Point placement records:
++++++
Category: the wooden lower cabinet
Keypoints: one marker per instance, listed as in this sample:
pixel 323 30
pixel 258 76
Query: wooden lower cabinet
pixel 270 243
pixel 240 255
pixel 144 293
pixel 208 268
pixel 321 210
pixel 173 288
++++++
Task details -> Format every line of the data above as a numbered list, omitting blank lines.

Final result ->
1. Category: the wooden lower cabinet
2. Keypoints: one marker per instance, listed as in this sample:
3. pixel 323 30
4. pixel 258 76
5. Query: wooden lower cabinet
6. pixel 270 243
7. pixel 240 255
8. pixel 144 293
9. pixel 208 268
10. pixel 321 210
11. pixel 173 288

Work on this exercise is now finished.